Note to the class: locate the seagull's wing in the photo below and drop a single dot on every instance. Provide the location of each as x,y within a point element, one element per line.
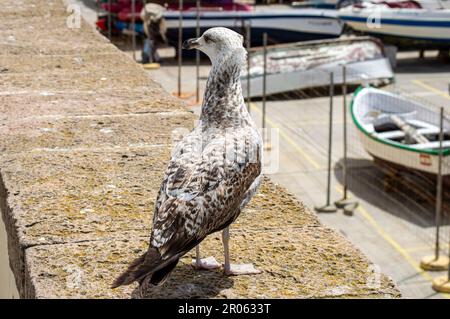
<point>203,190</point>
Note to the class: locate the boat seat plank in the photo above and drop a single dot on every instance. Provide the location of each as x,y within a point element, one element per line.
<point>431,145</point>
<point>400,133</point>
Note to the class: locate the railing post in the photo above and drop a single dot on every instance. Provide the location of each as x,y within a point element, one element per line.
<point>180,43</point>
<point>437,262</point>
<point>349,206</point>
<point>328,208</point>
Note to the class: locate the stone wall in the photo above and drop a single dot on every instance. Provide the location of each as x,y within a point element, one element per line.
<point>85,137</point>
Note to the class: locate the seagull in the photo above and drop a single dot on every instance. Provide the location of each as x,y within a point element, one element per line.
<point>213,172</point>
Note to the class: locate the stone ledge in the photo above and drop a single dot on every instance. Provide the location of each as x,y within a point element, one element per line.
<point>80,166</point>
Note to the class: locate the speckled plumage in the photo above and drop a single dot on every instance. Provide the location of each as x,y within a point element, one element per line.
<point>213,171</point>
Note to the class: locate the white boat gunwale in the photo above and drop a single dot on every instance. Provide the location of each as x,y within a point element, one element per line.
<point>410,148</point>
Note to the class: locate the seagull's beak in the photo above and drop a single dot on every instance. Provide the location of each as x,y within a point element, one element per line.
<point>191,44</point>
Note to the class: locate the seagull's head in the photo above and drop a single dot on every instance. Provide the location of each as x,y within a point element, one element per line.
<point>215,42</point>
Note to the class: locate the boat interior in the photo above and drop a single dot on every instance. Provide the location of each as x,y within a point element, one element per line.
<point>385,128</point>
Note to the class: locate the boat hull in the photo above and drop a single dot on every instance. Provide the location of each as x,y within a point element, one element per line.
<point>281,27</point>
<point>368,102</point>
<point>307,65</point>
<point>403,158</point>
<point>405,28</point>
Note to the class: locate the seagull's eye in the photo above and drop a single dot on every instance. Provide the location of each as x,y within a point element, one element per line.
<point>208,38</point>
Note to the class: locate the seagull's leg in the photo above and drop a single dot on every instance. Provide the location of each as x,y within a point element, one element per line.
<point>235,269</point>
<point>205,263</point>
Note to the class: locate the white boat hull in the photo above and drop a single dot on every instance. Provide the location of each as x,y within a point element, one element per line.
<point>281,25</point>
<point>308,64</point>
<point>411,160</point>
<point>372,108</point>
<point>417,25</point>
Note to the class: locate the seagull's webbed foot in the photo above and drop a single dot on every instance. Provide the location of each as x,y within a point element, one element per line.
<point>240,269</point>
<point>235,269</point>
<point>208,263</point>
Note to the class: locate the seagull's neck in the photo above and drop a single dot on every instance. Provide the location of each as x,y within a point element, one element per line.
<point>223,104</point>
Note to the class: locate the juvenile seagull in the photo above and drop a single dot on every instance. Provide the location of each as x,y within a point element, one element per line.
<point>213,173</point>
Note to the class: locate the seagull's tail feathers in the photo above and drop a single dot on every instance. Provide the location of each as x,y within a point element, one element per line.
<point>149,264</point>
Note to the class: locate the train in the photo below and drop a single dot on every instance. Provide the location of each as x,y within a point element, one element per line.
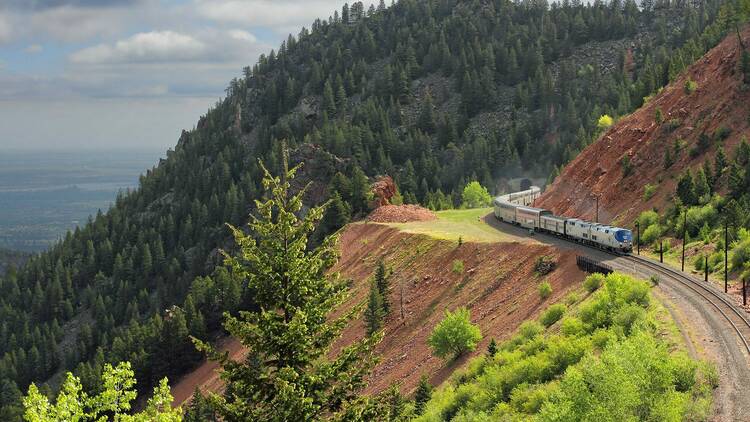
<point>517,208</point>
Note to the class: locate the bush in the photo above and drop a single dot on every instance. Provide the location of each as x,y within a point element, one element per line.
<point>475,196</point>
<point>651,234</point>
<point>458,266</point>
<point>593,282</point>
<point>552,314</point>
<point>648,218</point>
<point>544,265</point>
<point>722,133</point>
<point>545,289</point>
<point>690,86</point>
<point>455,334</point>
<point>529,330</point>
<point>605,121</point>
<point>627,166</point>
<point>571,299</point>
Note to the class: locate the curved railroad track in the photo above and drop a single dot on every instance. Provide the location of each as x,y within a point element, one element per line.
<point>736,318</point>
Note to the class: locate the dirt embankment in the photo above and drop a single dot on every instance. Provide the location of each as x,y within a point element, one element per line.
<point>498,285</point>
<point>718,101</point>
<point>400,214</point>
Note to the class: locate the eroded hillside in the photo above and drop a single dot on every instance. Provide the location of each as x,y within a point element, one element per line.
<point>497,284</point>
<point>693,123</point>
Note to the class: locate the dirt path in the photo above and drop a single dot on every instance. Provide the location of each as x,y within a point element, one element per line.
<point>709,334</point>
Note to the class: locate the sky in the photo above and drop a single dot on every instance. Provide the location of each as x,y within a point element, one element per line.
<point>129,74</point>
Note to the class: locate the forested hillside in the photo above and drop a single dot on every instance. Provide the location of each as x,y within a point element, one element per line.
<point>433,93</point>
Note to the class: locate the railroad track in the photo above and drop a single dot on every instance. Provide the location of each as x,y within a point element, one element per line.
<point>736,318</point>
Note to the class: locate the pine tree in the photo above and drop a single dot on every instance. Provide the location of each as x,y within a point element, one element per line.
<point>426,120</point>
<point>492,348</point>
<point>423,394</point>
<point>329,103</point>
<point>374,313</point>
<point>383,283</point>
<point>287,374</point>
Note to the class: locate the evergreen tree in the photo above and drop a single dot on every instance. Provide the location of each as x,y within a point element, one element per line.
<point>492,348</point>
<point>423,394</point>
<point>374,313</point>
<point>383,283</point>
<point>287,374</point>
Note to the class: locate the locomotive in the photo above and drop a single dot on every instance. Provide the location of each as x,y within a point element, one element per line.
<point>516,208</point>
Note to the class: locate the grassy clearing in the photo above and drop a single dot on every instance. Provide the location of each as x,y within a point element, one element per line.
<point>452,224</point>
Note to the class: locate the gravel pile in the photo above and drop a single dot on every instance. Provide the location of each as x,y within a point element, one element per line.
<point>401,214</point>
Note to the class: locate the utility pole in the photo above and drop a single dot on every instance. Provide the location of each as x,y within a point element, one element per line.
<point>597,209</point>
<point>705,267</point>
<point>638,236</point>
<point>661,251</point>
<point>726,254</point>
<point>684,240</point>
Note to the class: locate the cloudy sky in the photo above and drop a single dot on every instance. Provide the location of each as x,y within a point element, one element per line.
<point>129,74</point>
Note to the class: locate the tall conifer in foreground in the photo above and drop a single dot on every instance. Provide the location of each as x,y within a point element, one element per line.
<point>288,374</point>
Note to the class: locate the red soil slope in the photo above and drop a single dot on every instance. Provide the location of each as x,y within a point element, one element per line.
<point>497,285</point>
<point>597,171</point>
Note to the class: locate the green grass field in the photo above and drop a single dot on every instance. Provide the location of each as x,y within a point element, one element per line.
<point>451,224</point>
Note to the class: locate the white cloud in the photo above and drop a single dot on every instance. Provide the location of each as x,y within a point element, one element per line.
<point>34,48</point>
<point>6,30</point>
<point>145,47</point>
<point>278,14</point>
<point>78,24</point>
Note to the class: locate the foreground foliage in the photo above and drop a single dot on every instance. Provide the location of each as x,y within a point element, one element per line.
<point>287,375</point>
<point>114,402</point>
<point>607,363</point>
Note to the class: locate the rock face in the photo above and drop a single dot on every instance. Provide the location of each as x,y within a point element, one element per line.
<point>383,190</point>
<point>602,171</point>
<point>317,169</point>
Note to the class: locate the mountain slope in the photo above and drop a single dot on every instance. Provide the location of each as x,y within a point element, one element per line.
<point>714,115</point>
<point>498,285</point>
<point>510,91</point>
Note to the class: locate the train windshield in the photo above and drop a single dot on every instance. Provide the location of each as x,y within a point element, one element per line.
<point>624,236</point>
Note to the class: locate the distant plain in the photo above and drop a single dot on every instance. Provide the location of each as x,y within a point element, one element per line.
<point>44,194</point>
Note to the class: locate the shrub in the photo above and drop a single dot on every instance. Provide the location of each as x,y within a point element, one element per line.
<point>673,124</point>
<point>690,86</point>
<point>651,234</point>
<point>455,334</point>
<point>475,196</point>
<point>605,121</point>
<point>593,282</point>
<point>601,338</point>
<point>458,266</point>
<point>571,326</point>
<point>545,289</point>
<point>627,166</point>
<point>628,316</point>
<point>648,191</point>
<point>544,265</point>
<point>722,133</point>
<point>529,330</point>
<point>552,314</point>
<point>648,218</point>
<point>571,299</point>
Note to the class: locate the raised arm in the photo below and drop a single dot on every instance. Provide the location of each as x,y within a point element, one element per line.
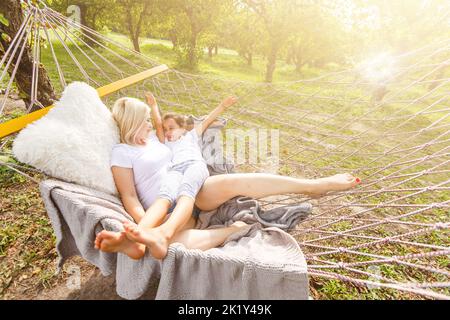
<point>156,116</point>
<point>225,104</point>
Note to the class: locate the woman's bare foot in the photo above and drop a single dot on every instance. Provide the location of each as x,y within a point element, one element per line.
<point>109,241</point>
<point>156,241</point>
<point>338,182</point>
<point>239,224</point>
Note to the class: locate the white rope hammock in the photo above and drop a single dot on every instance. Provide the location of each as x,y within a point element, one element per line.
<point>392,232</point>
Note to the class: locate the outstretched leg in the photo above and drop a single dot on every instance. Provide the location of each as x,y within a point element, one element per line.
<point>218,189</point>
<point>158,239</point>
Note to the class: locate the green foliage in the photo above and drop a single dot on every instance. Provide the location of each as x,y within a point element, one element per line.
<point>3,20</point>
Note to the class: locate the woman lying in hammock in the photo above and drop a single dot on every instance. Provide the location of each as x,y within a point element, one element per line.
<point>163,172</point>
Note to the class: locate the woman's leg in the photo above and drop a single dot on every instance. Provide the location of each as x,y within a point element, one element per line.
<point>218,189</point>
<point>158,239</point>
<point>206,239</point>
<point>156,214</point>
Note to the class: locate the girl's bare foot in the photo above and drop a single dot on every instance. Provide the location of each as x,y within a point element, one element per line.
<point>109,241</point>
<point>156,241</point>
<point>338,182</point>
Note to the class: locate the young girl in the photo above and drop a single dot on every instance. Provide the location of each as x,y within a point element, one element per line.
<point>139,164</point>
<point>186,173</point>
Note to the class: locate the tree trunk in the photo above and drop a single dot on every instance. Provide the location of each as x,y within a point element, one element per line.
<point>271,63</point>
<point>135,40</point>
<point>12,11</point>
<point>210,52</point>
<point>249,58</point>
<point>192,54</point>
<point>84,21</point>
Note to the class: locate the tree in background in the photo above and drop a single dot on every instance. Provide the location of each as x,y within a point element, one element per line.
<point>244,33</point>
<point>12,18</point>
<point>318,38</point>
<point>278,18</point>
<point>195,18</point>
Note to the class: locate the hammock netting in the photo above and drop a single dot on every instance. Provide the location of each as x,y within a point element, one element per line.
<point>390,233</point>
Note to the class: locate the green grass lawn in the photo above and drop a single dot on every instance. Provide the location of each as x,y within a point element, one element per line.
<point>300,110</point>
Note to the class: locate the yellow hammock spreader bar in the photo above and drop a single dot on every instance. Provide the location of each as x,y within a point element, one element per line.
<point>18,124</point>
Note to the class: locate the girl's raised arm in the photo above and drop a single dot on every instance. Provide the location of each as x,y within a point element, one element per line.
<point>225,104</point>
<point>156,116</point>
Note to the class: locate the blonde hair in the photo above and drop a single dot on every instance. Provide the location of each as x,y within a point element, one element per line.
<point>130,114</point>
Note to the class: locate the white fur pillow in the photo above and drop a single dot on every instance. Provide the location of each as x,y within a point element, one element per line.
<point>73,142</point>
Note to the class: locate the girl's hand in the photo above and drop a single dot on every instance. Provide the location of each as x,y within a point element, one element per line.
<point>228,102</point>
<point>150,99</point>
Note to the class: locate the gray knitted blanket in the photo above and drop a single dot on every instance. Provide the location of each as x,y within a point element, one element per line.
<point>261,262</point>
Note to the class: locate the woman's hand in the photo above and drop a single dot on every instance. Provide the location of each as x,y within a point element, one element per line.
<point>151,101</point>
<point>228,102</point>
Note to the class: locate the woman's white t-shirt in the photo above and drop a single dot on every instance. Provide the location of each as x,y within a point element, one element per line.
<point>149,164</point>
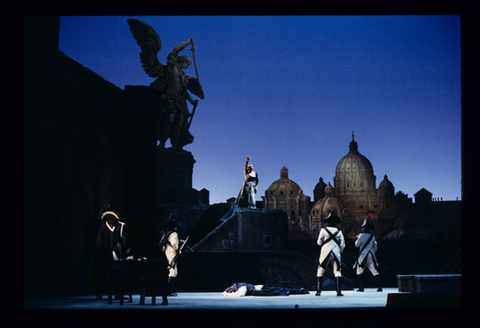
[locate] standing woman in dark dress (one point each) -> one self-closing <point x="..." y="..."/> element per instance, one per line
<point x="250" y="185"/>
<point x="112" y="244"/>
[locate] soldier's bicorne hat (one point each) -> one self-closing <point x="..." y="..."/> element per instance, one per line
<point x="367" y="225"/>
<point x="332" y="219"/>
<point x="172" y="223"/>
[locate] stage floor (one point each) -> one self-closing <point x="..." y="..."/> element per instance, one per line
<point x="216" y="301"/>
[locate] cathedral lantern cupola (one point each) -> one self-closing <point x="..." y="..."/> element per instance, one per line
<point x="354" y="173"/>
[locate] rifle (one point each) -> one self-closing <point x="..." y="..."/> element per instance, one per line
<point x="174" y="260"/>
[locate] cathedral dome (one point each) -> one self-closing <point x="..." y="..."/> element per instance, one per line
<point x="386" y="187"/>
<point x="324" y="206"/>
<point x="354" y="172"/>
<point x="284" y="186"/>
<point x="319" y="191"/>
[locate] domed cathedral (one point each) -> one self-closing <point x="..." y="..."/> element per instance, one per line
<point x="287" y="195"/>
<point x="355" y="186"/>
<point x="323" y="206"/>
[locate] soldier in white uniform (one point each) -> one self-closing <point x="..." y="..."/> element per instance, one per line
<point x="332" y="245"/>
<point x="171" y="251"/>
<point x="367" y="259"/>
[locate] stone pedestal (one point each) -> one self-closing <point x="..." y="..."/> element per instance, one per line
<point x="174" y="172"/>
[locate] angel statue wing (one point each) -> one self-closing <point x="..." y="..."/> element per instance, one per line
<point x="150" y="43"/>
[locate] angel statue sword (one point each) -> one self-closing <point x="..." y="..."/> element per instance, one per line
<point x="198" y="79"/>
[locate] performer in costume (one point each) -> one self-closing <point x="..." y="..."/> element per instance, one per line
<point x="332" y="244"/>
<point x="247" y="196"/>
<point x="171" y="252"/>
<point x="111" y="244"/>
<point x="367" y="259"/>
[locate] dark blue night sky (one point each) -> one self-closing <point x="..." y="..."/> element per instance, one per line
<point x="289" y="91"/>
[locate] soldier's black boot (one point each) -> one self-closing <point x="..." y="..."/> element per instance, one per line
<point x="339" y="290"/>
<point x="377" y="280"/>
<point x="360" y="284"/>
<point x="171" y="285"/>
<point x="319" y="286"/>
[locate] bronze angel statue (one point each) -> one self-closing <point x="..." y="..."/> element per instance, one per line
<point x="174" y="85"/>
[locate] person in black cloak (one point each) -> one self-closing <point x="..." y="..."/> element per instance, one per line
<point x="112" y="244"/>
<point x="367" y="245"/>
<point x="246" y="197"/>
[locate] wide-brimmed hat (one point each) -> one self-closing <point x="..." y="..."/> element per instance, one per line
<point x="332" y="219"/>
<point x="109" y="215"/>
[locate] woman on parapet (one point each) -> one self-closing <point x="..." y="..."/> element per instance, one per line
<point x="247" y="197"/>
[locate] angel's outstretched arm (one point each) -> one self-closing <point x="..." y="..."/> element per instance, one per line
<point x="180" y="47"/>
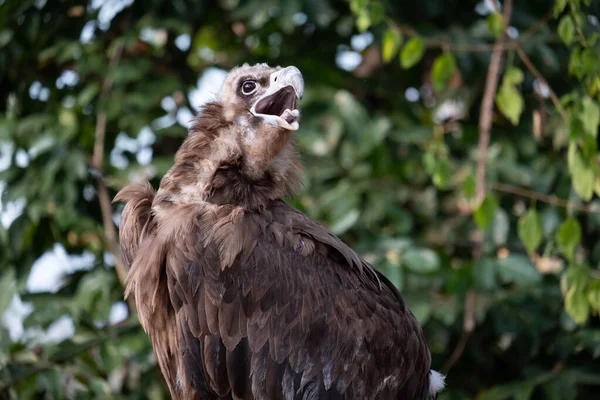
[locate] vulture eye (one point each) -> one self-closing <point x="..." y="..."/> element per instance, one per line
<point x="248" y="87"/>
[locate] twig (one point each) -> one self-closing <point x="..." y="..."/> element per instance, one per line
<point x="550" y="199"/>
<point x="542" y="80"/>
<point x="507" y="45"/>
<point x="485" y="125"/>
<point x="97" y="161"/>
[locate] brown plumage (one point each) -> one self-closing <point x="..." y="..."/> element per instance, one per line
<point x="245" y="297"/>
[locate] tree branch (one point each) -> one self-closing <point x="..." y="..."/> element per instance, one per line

EXERCISE AIM: Reproduce, word for word, every line from the one that contains "[locate] angel's outstretched" to the end of the data, including both ends; omit all pictures.

RESPONSE TO THIS TASK:
[locate] angel's outstretched arm (one point each) -> one self-closing <point x="..." y="..."/> element per instance, one per line
<point x="180" y="47"/>
[locate] vulture eye (one point each) -> one self-closing <point x="..." y="..."/> element per instance, one per line
<point x="248" y="87"/>
[locate] twig (one point each) -> one self-closing <point x="..." y="..."/> element per instance, one per line
<point x="550" y="199"/>
<point x="542" y="80"/>
<point x="507" y="45"/>
<point x="485" y="125"/>
<point x="97" y="161"/>
[locate] brown plumage (one point each) -> one self-closing <point x="..." y="..."/> element per instance, one per line
<point x="245" y="297"/>
[locate] tree branch (one point each) -> one self-closing <point x="..." y="..."/> element per instance, one per line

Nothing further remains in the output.